Text excerpt:

In the olden days of wind-up wristwatches, I used to jinx my timepieces. Whatever the cause, every watch I ever wore ran slow. Was it magnetism, personal or extraterrestrial? (Perhaps I should have worn an aluminum foil hat.) Or were my appliances simply reflecting my life? (I generally ran slow, too.)
Fortunately they invented battery-powered watches and I've been on time ever since, or at least my watch has. But I wonder whether my personal magnetism has transferred its mischief to my digital cameras.
My first Olympus lasted for three years, until it started to eat batteries. It hit its death throes in the middle of a Nancy Crow workshop, when I realized it had taken all of three photos on a new set of batteries. I went out to Best Buy that evening and bought a new Olympus, which was smaller, fancier, with a larger display screen, and cheaper than my old one -- technological progress at its best.
That one lasted four years, but started to get crabby, sometimes refusing to focus. Last year I decided to upgrade to a third Olympus, which I loved for five days until it lost a vital part. I took it back and switched to a Nikon, which I also loved, until one day the metal eyelids that protect the lens refused to retract. Three weeks in the shop, and it came back, just in time for me to take it on vacation, and I was so happy.
Until I noticed that my photos had spots on them..
Well, you get the idea. At first I thought the spots were crud on the outside of the lens, but they were uncleanable. One of the professional photographers on my cruise thought they were specks of dust on the sensor, which would have to be fixed by taking the camera apart.

Dataset extract:
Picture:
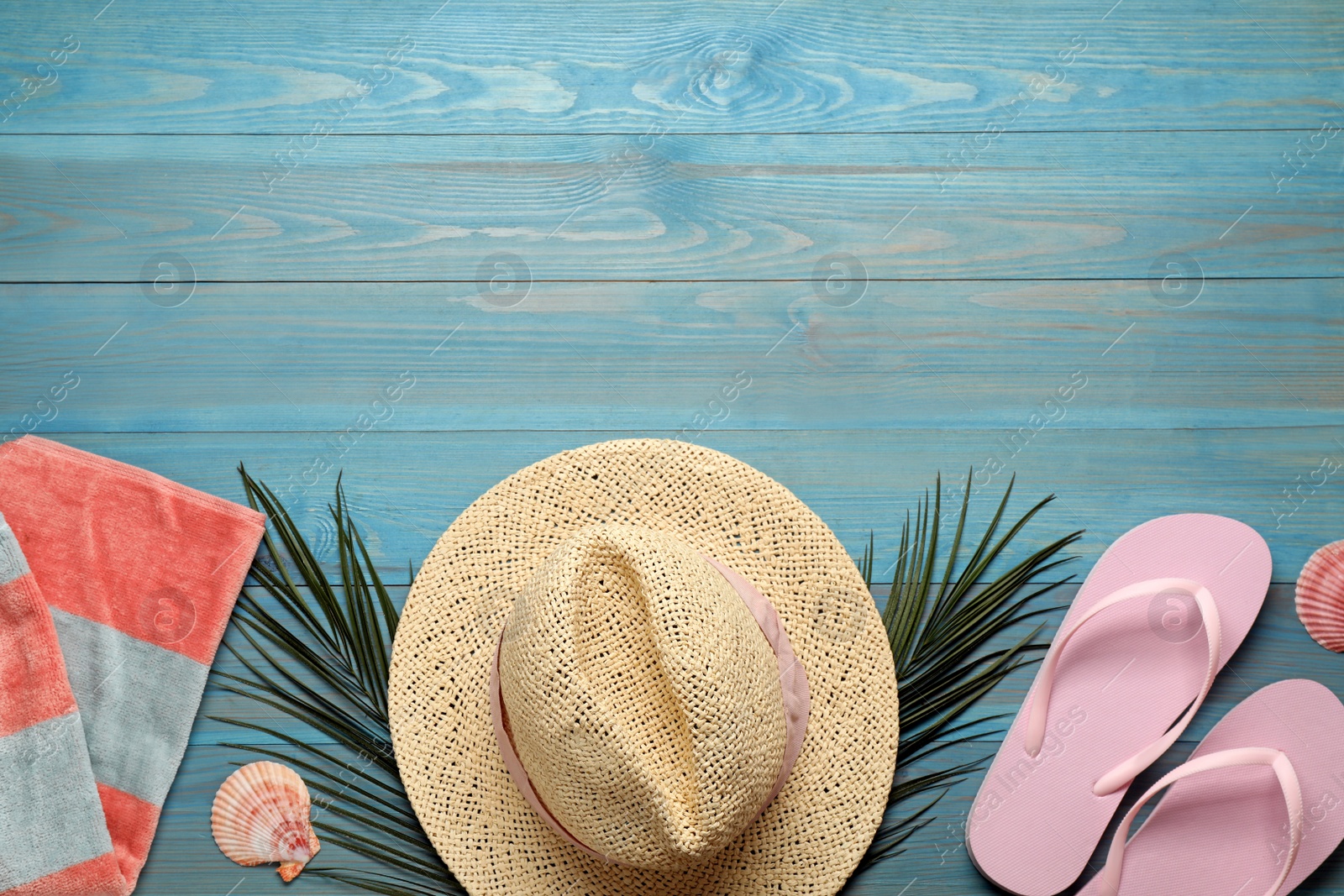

Instructions:
a - In the text about camera troubles, how many days did the third Olympus work before it lost a vital part?
b - Write the next part of the text about camera troubles, picking up after its final sentence.

Responses by task:
a - Five days.

b -
Eight thousand miles and three thousand photos later, I had gotten pretty good at framing my shots so that the largest spot would sit on top of something dark and busy rather than on top of empty sky. It wasn't like dropping your camera overboard on the first day of the cruise, but it was a pain.
So back to the shop, the minute we got home from the far ends of the earth. And Tuesday afternoon it came home again, just one week past its first birthday, with a new lens yet! Had it gotten marred by the faulty eyelid, or maybe suffered collateral damage while the eyelid was being repaired? Was there dust on the sensor? Who knows. Fortunately this camera has a two-year warranty. How many more adventures will it have in its lifetime? I hope not many.
PS -- my second Olympus, still crabby and sometimes reluctant to focus, has been a trooper, doing its best on days when the Nikon is in the shop. Just as I think no serious sewist should have only one sewing machine, I think it's a really good idea to have a backup camera.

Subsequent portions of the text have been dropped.